═══ Texto da página
AS MÃOS DE EURÍDICE

“Não despreze estes livrinhos antigos. Este traz uma cômica tradução de vida.”

Essa foi a frase que encontrei logo no início de uma obra esquecida e amarelada nas tristes prateleiras de um “sebo”. Um livrinho, como na dedicatória, de uma edição bastante antiga e que conta, em um monólogo dividido em dois atos, as frustrações de Gumercindo Tavares – personagem fascinante.

Ao tê-lo resgatado pela ridícula bagatela de R$ 1,50, (juntamente com “A Morte de Ivan Ilitch”, de Léon Tolstoi, R$ 4,00; e “Cem Anos de Solidão”, de Gabriel Garcia Marques, por R$ 5,00) nada me faria desfazer-se desse fascinante ‘pocket’, pois a vida tragicamente cômica corre solta nos relatos e nas entranhas de nosso incrível protagonista, Gumercindo. Mas incrível mesmo é o que se pode fazer com apenas R$ 10,00 em um “sebo” (ganhando, inclusive, um desconto de R$ 0,50. Podem acreditar!).

Ao ser enfeitiçado pela dedicatória, conforme explicito no início desse relato (confeccionada e assinada por Carmen Hech – e é justo citá-la, mesmo sem conhecê-la), não tive dúvidas em degustar o trabalho de forma a tentar interpretar, em voz alta, o que exigia cada cena. A espontaneidade, conforme o ritmo ia se estabelecendo, logo se transformou em uma prática que ia além de uma simples tentativa interpretativa, tornou-se, aos poucos, visceral, simbiôntica... A história, metaforicamente enredada pelo mito de Orfeu e Eurídice, ganha forma em ambientação contemporânea e um formato metonímico (a parte pelo todo), forçando-nos a conhecer as mulheres da obra, apenas, através de restritas descrições de suas mãos, primeiramente, a amante, Eurídice, e em uma outra intenção, mais para o final da obra, transmudar-se para Dulce (esposa de Gumercindo).

No mito grego, Orfeu, dotado de dotes musicais herdados de seus pais, Calíope (uma das nove musas) e Apolo (deus Olímpico), consegue convencer Caronte a levá-lo ao mundo subterrâneo de Hades, onde se encontra Eurídice. Uma vez lá, depois de ter negociado com o deus – que só ouvi-o por conta de seu belo desempenho musical – deixou que a tão desejada Eurídice fosse embora com ele. Mas não foi tão simples assim, a condição obrigava-o a não voltar o olhar para trás, senão sua amada tornar-se-ia poeira voltando para o seu destino: a morte.

Em “As mãos de Eurídice”, de Pedro Bloch, não foi diferente. Contaminado pela jogatina e perturbado com a beleza de Eurídice, Gumercindo, deixa esposa (Dulce) e filhos, levando todas as economias da família, para seguir para Buenos Aires e gastá-las nas roletas de cassinos platinos em companhia – é claro! – de sua amante. Naturalmente o dinheiro acabou, pois as mãos de Eurídice perdiam-nos “graciosamente”. Quando tudo se transformou em poeira, a amante também se foi, dando margem para o protagonista refletir e voltar para casa depois de longos sete anos (referentes aos sete pecados capitais).
══════
═══ Dados disponíveis
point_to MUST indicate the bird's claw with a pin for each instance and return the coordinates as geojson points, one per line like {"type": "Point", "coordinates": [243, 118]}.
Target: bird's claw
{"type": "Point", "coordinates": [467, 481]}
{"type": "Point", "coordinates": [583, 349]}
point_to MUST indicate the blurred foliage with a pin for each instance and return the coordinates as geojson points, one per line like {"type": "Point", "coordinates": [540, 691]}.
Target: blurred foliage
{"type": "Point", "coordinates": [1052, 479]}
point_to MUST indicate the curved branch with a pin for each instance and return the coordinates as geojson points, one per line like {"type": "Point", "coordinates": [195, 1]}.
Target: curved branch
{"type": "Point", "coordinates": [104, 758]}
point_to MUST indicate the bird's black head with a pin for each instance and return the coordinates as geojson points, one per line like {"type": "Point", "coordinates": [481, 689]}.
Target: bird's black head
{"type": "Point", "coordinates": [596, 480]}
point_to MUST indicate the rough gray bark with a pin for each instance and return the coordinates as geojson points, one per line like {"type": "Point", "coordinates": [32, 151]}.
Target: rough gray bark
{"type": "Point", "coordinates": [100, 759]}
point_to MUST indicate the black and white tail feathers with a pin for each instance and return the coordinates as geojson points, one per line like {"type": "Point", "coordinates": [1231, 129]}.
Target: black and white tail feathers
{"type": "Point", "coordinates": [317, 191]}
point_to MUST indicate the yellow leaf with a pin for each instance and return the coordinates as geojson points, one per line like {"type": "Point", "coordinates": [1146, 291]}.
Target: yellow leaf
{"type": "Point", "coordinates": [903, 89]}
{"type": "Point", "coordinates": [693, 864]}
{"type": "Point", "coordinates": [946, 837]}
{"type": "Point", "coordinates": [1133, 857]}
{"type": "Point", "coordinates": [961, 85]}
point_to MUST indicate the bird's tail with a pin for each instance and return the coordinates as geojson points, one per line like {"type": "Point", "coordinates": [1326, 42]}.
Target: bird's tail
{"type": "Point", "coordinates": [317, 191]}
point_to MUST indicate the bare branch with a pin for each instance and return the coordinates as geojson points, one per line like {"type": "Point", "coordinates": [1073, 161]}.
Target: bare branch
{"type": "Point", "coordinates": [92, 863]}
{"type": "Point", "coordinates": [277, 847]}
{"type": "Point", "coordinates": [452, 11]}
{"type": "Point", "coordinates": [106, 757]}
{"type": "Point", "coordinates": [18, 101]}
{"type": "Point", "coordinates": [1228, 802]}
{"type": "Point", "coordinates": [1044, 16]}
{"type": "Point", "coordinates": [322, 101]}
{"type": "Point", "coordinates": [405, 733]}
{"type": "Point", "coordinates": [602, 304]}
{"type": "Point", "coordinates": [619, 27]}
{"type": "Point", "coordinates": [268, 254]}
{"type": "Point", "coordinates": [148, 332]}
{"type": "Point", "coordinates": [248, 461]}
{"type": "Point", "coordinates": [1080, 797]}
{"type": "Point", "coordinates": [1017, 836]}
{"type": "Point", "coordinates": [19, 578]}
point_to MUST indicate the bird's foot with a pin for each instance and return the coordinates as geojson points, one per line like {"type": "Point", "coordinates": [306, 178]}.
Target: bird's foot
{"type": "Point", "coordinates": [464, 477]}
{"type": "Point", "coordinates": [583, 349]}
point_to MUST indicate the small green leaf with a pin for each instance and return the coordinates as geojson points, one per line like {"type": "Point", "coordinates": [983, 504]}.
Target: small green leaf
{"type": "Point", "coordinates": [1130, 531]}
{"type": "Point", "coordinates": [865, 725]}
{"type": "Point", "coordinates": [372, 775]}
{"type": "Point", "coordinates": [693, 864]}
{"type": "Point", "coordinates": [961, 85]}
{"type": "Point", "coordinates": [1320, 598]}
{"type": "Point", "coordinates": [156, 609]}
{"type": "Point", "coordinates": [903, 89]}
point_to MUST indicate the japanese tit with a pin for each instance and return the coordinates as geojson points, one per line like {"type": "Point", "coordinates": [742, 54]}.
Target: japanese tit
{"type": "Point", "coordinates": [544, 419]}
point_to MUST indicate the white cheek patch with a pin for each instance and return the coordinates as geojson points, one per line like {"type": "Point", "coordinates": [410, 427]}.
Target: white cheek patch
══════
**Problema:**
Segundo o texto da página, depois de quantos anos Gumercindo volta para casa?

**Resultado do exercício:**
Depois de sete anos.